- [Brief]:
Nothing but the records, copied exactly and stripped of pictures, should be in the answer.

- [Available data]:
======

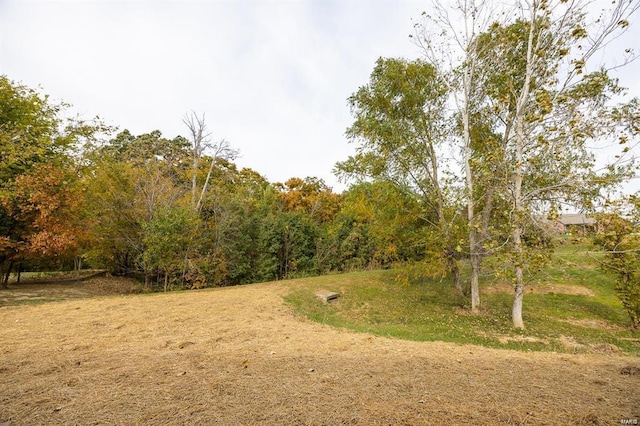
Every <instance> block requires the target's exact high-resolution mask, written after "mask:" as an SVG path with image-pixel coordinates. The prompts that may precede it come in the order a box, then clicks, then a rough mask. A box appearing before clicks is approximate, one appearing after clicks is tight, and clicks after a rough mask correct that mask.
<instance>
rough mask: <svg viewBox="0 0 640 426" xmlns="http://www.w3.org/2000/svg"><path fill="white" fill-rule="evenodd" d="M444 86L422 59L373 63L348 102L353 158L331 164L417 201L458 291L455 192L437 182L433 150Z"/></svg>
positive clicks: (382, 60) (438, 73)
mask: <svg viewBox="0 0 640 426" xmlns="http://www.w3.org/2000/svg"><path fill="white" fill-rule="evenodd" d="M447 98H448V87H447V85H446V84H445V81H444V80H443V78H442V76H441V75H440V74H439V72H438V69H437V68H436V67H435V66H433V65H432V64H429V63H427V62H425V61H422V60H416V61H406V60H403V59H382V58H381V59H378V61H377V62H376V66H375V68H374V70H373V72H372V74H371V78H370V81H369V84H368V85H366V86H363V87H361V88H360V89H359V90H358V91H357V92H356V93H354V94H353V95H352V96H351V97H350V98H349V104H350V106H351V111H352V113H353V115H354V116H355V122H354V124H353V125H352V126H351V127H350V128H349V129H348V130H347V136H348V137H349V138H350V139H351V141H356V142H357V143H358V146H357V148H356V155H355V156H352V157H350V158H349V159H348V160H346V161H344V162H340V163H338V164H337V165H336V167H335V170H336V172H337V173H338V174H340V175H341V176H343V177H346V178H356V179H360V180H364V179H376V180H384V181H388V182H392V183H393V184H395V185H397V186H398V187H399V188H401V189H402V190H404V191H408V192H411V193H413V194H415V196H416V197H417V198H418V199H419V200H420V204H421V206H422V211H421V213H420V214H421V218H422V219H423V220H424V221H426V222H428V223H430V224H431V225H432V227H433V229H435V230H437V231H436V232H434V233H429V234H425V236H427V235H430V236H432V237H433V239H432V240H431V241H430V243H431V244H434V245H437V246H438V247H439V248H440V252H441V255H440V256H437V257H436V259H440V260H442V261H444V262H445V263H446V265H447V268H448V269H449V271H450V272H451V273H452V275H453V277H454V283H455V285H456V287H457V288H459V289H461V283H460V273H459V267H458V263H457V258H458V257H459V256H458V253H459V250H456V249H455V247H456V245H457V244H458V242H457V241H455V238H454V234H455V232H454V231H453V229H452V223H453V222H454V217H455V215H456V214H457V208H456V206H455V204H456V201H455V192H454V191H453V187H452V186H450V185H447V182H446V179H443V177H442V176H443V169H445V161H443V160H442V159H441V158H440V153H439V149H440V147H441V146H442V145H443V144H444V143H445V141H446V139H447V127H446V120H445V118H446V117H445V111H446V102H447Z"/></svg>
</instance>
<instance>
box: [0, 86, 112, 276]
mask: <svg viewBox="0 0 640 426" xmlns="http://www.w3.org/2000/svg"><path fill="white" fill-rule="evenodd" d="M65 108H66V105H65V104H54V103H51V102H50V101H49V99H48V97H47V96H43V95H41V94H40V93H38V92H36V91H35V90H33V89H30V88H28V87H26V86H23V85H21V84H18V83H15V82H12V81H10V80H9V79H8V78H7V77H6V76H0V232H1V233H0V275H2V273H4V272H5V270H6V271H7V272H6V274H5V276H4V277H3V278H5V279H4V280H3V282H4V284H5V285H6V278H7V277H8V275H7V274H8V272H9V271H10V270H11V268H12V266H13V264H14V263H16V262H20V261H34V260H36V259H38V260H40V259H42V258H46V257H49V258H52V257H54V256H58V257H60V258H62V257H64V256H65V255H67V254H69V253H70V252H71V251H72V250H73V249H75V248H77V247H78V244H79V241H80V240H82V239H83V238H82V235H81V234H82V233H83V232H82V227H81V226H80V224H79V223H78V221H77V219H78V218H79V216H78V211H80V207H81V204H82V197H81V186H80V185H79V181H78V176H77V174H76V173H77V167H76V165H75V164H74V157H73V155H72V150H73V149H75V148H77V146H78V145H79V144H81V143H83V142H86V141H87V140H90V139H92V138H94V137H95V135H96V134H97V133H99V132H102V131H105V130H107V129H106V128H105V126H103V125H102V124H101V123H99V122H98V121H97V120H96V121H92V122H82V121H80V120H77V119H64V118H63V113H64V110H65Z"/></svg>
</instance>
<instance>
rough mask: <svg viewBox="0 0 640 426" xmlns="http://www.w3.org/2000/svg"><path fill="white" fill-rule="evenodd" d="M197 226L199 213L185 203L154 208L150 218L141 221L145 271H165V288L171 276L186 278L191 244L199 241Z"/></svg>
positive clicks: (142, 257)
mask: <svg viewBox="0 0 640 426" xmlns="http://www.w3.org/2000/svg"><path fill="white" fill-rule="evenodd" d="M198 228H199V221H198V216H197V215H196V214H195V212H194V211H193V209H192V208H191V207H190V206H185V205H174V206H162V207H160V208H158V209H155V210H154V212H153V216H152V217H151V220H149V221H147V222H144V223H143V224H142V244H143V246H144V250H143V252H142V256H141V258H140V261H141V262H142V264H143V265H144V270H146V271H149V270H154V269H158V270H159V271H160V272H162V273H164V280H165V284H164V288H165V291H166V290H167V287H168V285H169V279H170V278H171V275H178V276H180V275H182V277H184V275H183V272H184V271H183V269H184V268H185V259H186V258H187V257H188V254H189V250H190V247H191V246H193V245H196V243H197V242H196V241H195V240H196V236H197V230H198ZM192 280H196V278H195V277H194V278H192ZM190 284H193V283H190ZM196 285H197V284H196Z"/></svg>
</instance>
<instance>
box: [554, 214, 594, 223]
mask: <svg viewBox="0 0 640 426" xmlns="http://www.w3.org/2000/svg"><path fill="white" fill-rule="evenodd" d="M558 222H560V223H561V224H563V225H565V226H567V225H594V224H595V223H596V220H595V219H594V218H592V217H587V215H585V214H582V213H573V214H562V215H560V216H559V217H558Z"/></svg>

======

- [Worked solution]:
Every <instance> block requires the target's exact high-resolution mask, written after "mask:" as an SVG path with image-pixel coordinates. The prompts that may precede it come in the order a box, then clicks, then a rough mask. A box appearing before clicks is approximate, one appearing after clicks is tight, and clicks after a rough mask correct that mask.
<instance>
rough mask: <svg viewBox="0 0 640 426" xmlns="http://www.w3.org/2000/svg"><path fill="white" fill-rule="evenodd" d="M444 86L422 59L373 63L348 102L353 158L331 164L417 201L458 291L455 192L437 182L433 150Z"/></svg>
positive clicks: (382, 60) (438, 73)
mask: <svg viewBox="0 0 640 426" xmlns="http://www.w3.org/2000/svg"><path fill="white" fill-rule="evenodd" d="M447 98H448V87H447V85H446V84H445V81H444V80H443V78H442V76H441V75H440V74H439V72H438V69H437V68H436V67H435V66H433V65H432V64H429V63H427V62H425V61H422V60H416V61H406V60H403V59H382V58H381V59H378V61H377V62H376V66H375V68H374V70H373V72H372V74H371V78H370V81H369V84H368V85H366V86H363V87H361V88H360V89H359V90H358V91H357V92H356V93H354V94H353V95H352V96H351V97H350V98H349V104H350V106H351V111H352V113H353V115H354V116H355V122H354V124H353V125H352V126H351V127H350V128H349V129H348V130H347V136H348V137H349V138H350V139H351V141H356V142H357V143H358V146H357V148H356V155H355V156H352V157H350V158H349V159H348V160H346V161H344V162H340V163H338V164H337V165H336V167H335V170H336V172H337V173H338V174H340V175H341V176H343V177H346V178H356V179H360V180H364V179H376V180H384V181H388V182H392V183H393V184H395V185H397V186H398V187H399V188H401V189H402V190H404V191H408V192H411V193H413V194H415V196H416V197H417V198H418V199H419V200H420V204H421V206H422V211H421V213H420V214H421V218H422V219H423V220H424V221H426V222H428V223H430V224H431V225H432V227H433V229H435V230H437V231H436V232H434V233H429V234H425V236H427V235H430V236H432V237H433V239H432V240H431V241H430V243H431V244H434V245H437V246H438V247H439V248H440V252H441V255H440V256H437V257H436V259H440V260H442V261H444V262H445V263H446V265H447V268H448V269H449V271H450V272H451V273H452V275H453V277H454V283H455V285H456V287H457V288H459V289H461V283H460V273H459V267H458V263H457V258H458V257H459V256H458V253H459V250H456V249H455V247H456V245H457V244H458V242H457V241H455V238H454V234H455V232H454V231H453V229H452V223H453V222H454V217H455V215H456V214H457V208H456V206H455V204H456V201H455V192H454V191H453V187H452V186H450V185H447V182H446V179H443V177H442V176H443V169H445V161H443V160H442V159H441V158H440V153H439V149H440V147H441V146H442V145H443V144H444V143H445V141H446V139H447V127H446V120H445V118H446V117H445V111H446V102H447Z"/></svg>
</instance>
<instance>
box: [0, 86, 112, 276]
mask: <svg viewBox="0 0 640 426" xmlns="http://www.w3.org/2000/svg"><path fill="white" fill-rule="evenodd" d="M65 108H66V105H65V104H54V103H51V102H50V101H49V99H48V97H47V96H43V95H41V94H40V93H38V92H36V91H35V90H33V89H30V88H28V87H26V86H23V85H21V84H18V83H15V82H12V81H10V80H9V79H8V78H7V77H6V76H0V232H1V233H0V275H2V273H4V272H5V270H6V271H7V272H6V274H5V276H4V277H3V278H5V279H4V280H3V282H4V284H5V285H6V278H7V277H8V275H7V274H8V272H9V271H10V270H11V268H12V266H13V264H14V263H16V262H20V261H34V260H36V259H38V260H40V259H42V258H46V257H49V258H52V257H54V256H58V257H60V258H62V257H64V256H65V255H67V254H69V253H70V252H71V251H72V250H73V249H75V248H77V247H78V244H79V241H80V240H82V239H83V238H82V235H81V234H82V233H83V232H82V227H81V226H80V224H79V223H78V221H77V219H78V218H79V216H78V211H80V207H81V204H82V197H81V186H80V185H79V181H78V176H77V174H76V173H77V167H76V165H75V164H74V157H73V155H72V150H73V149H75V148H77V146H78V145H79V144H81V143H83V142H86V141H87V140H90V139H92V138H94V137H95V135H96V134H97V133H99V132H102V131H105V130H107V129H106V128H105V126H103V125H102V124H101V123H99V122H98V121H97V120H96V121H92V122H82V121H80V120H77V119H64V118H63V113H64V110H65Z"/></svg>
</instance>
<instance>
rough mask: <svg viewBox="0 0 640 426" xmlns="http://www.w3.org/2000/svg"><path fill="white" fill-rule="evenodd" d="M197 226L199 213L185 203L154 208L150 218L141 221L145 271H165V288L171 276L186 278L191 244L199 241Z"/></svg>
positive clicks: (142, 257)
mask: <svg viewBox="0 0 640 426" xmlns="http://www.w3.org/2000/svg"><path fill="white" fill-rule="evenodd" d="M198 228H199V221H198V216H197V215H196V214H195V212H194V211H193V209H192V208H191V207H190V206H185V205H174V206H162V207H160V208H158V209H155V210H154V212H153V216H152V217H151V220H149V221H147V222H144V223H143V224H142V244H143V246H144V250H143V252H142V256H141V258H140V261H141V262H142V264H143V265H144V270H146V271H149V270H154V269H158V270H159V271H160V272H162V273H164V280H165V284H164V288H165V291H166V290H167V287H168V285H169V279H170V278H171V275H178V276H180V275H182V277H184V275H183V272H184V271H183V269H184V268H185V259H186V258H187V257H188V254H189V250H190V247H191V246H193V245H196V243H197V242H196V241H195V240H196V236H197V230H198ZM192 280H196V278H195V277H194V278H192ZM190 284H193V283H190ZM196 285H197V284H196Z"/></svg>
</instance>
<instance>
box: [554, 214, 594, 223]
mask: <svg viewBox="0 0 640 426" xmlns="http://www.w3.org/2000/svg"><path fill="white" fill-rule="evenodd" d="M558 222H560V223H561V224H563V225H565V226H567V225H594V224H595V223H596V220H595V219H594V218H592V217H587V215H585V214H582V213H573V214H562V215H560V216H559V217H558Z"/></svg>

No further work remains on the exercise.